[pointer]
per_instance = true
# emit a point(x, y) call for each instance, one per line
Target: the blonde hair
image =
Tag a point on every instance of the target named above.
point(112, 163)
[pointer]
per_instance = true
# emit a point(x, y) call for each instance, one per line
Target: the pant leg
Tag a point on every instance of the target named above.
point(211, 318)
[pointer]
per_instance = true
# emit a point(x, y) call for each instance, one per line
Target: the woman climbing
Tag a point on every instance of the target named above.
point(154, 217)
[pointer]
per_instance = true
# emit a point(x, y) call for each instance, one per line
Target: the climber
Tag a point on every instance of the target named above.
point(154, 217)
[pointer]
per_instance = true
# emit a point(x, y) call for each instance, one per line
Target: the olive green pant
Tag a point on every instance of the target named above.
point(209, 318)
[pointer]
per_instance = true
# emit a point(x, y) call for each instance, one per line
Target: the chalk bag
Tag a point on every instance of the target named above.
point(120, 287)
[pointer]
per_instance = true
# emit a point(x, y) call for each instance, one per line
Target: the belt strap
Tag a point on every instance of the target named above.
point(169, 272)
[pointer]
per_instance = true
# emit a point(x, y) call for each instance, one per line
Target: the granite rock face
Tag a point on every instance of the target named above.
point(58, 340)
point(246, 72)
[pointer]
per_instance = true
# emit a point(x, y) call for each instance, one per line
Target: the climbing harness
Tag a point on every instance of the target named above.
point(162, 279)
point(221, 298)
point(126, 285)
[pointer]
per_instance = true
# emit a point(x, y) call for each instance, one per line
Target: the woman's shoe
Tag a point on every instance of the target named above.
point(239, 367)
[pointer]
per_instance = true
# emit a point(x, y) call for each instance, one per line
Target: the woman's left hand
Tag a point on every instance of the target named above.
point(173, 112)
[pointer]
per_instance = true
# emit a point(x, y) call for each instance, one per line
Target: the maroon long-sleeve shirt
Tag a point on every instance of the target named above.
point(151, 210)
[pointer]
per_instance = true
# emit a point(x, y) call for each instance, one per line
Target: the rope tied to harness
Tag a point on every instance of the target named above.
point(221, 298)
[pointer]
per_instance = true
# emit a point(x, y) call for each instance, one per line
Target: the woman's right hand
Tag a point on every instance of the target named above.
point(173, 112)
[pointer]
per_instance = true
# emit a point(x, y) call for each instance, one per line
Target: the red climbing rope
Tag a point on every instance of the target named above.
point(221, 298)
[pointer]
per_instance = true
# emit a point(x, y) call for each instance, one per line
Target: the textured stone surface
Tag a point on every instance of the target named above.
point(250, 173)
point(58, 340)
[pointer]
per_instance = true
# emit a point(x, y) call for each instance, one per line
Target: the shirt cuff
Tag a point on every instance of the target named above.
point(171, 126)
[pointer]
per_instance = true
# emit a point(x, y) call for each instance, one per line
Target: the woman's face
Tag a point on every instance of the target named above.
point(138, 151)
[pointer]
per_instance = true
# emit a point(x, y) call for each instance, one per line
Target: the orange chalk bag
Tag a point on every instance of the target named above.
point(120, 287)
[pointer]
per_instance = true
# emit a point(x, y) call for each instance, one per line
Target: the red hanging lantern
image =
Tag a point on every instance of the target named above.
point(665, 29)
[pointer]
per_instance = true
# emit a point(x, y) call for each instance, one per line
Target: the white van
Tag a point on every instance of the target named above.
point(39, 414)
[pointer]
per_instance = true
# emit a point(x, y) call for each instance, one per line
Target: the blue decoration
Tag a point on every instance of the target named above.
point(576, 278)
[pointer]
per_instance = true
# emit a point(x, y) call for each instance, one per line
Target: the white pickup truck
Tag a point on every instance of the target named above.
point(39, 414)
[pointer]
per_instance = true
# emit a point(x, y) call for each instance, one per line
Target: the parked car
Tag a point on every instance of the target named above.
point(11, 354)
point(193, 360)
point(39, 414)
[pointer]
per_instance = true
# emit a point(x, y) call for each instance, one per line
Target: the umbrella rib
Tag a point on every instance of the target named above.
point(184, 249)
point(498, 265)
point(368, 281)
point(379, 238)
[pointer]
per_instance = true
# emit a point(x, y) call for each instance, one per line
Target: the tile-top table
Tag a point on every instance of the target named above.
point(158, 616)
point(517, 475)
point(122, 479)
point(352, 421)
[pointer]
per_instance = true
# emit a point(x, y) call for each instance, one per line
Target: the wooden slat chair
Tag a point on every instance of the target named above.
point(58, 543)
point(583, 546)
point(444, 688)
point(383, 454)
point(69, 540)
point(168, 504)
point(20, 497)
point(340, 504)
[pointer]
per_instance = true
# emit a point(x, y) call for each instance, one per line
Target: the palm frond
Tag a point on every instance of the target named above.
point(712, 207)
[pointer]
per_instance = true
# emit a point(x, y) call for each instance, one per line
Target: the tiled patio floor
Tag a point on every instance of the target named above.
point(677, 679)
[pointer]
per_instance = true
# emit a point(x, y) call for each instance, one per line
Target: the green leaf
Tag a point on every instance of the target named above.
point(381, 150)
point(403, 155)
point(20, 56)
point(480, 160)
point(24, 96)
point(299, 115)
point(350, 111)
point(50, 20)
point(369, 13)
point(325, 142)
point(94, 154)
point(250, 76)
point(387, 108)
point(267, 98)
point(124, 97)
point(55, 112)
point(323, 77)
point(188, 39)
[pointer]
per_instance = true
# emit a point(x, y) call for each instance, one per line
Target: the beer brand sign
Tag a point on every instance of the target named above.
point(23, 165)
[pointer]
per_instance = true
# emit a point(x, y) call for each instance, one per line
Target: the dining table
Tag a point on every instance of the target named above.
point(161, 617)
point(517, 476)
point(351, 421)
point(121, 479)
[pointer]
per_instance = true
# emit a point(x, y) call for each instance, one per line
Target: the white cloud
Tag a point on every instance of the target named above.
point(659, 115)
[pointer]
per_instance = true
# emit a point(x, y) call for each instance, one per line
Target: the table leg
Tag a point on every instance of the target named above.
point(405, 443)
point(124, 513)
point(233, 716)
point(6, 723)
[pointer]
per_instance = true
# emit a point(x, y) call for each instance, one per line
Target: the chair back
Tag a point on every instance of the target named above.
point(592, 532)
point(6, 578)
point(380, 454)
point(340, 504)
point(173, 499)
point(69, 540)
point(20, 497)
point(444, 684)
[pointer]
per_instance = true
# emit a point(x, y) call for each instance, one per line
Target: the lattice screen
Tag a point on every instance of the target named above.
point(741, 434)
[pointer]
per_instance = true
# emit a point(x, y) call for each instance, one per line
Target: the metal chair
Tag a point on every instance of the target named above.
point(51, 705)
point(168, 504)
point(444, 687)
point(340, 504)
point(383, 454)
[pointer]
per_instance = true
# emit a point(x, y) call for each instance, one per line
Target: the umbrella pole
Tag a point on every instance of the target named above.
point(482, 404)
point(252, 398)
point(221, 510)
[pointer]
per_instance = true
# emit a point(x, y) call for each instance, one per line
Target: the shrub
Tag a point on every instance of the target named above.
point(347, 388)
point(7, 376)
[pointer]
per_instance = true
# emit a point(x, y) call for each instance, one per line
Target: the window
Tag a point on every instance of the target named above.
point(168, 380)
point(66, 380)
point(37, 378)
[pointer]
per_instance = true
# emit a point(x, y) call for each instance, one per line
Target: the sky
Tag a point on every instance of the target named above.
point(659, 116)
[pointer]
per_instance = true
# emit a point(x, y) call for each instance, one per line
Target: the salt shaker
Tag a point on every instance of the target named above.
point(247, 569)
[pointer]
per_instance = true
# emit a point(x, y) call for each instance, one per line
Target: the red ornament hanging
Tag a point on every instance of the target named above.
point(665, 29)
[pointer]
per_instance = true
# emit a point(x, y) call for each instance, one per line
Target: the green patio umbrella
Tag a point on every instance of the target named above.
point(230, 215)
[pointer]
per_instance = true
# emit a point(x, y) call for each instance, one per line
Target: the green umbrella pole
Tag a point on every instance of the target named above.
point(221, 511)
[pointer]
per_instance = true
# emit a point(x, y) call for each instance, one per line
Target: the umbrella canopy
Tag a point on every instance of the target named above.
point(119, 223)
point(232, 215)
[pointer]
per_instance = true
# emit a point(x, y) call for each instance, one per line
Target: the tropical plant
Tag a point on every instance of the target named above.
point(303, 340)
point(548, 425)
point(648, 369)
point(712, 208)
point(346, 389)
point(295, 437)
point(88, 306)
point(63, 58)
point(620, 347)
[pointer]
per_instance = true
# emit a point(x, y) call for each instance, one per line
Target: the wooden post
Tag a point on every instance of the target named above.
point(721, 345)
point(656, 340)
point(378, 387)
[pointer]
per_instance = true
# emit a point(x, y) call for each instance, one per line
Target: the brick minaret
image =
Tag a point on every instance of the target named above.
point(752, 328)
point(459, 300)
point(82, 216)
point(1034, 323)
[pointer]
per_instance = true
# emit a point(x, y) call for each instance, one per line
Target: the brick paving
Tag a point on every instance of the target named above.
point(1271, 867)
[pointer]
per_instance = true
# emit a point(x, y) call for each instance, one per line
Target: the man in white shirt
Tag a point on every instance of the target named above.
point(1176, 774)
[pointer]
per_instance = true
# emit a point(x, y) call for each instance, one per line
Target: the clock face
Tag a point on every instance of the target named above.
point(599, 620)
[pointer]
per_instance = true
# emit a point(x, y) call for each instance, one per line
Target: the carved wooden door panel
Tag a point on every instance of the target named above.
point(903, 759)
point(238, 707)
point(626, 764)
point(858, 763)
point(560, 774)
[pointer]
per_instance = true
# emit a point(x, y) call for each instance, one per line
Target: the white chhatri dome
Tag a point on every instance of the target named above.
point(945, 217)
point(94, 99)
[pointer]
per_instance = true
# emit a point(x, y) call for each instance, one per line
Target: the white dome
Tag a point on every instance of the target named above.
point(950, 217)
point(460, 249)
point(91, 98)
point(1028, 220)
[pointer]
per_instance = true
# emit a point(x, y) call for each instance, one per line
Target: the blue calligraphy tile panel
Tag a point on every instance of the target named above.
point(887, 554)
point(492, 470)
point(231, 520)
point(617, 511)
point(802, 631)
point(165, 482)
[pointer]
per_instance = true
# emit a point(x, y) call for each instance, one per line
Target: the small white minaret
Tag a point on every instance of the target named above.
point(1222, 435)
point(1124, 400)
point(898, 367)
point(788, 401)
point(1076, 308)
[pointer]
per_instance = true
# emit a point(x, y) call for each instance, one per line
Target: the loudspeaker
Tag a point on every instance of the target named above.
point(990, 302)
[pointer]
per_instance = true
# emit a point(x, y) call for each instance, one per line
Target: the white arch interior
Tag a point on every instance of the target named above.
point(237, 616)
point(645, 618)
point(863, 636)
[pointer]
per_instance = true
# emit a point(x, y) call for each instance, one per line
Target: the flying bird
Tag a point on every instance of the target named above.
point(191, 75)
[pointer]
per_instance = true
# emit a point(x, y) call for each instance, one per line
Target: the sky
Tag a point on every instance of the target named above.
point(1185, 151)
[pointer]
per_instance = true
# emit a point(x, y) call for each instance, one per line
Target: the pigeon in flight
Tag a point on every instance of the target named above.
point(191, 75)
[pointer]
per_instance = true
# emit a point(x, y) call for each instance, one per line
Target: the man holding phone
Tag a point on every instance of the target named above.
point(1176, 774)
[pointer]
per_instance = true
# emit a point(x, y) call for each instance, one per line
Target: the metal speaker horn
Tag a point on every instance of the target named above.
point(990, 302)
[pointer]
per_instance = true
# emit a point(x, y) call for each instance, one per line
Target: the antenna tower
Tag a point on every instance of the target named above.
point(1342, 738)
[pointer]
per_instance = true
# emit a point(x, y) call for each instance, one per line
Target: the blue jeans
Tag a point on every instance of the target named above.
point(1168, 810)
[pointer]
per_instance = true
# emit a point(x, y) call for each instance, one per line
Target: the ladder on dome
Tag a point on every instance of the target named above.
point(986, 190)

- - - -

WORK REQUEST:
Begin with the first line of the records and reproduce each line as is, ending with the line that holds "Target: the granite rock face".

ANSWER SECTION:
[pointer]
per_instance = true
# emit a point(x, y) call for each instance, one per line
Target: the blonde hair
image =
Tag a point on every instance of the target named above.
point(112, 163)
[pointer]
per_instance = true
# emit a point(x, y) call for each instance, one per line
Target: the pant leg
Tag a point on every instance of the target named above.
point(211, 318)
[pointer]
per_instance = true
# emit a point(x, y) call for each instance, one per line
Target: the woman climbing
Tag a point on every instance of the target named above.
point(154, 217)
[pointer]
per_instance = true
# emit a point(x, y) call for each instance, one per line
Target: the climber
Tag a point on every instance of the target named above.
point(154, 217)
[pointer]
per_instance = true
# emit a point(x, y) call for each instance, one per line
Target: the olive green pant
Tag a point on every instance of the target named above.
point(209, 318)
[pointer]
per_instance = true
# emit a point(x, y) call for each instance, one per line
Target: the chalk bag
Tag a point on every instance of the target named above.
point(120, 287)
[pointer]
per_instance = true
# emit a point(x, y) call for each instance, one per line
Target: the belt strap
Tag a point on every instance of the target named above.
point(169, 272)
[pointer]
per_instance = true
# emit a point(x, y) call for each instance, one per line
Target: the granite rock face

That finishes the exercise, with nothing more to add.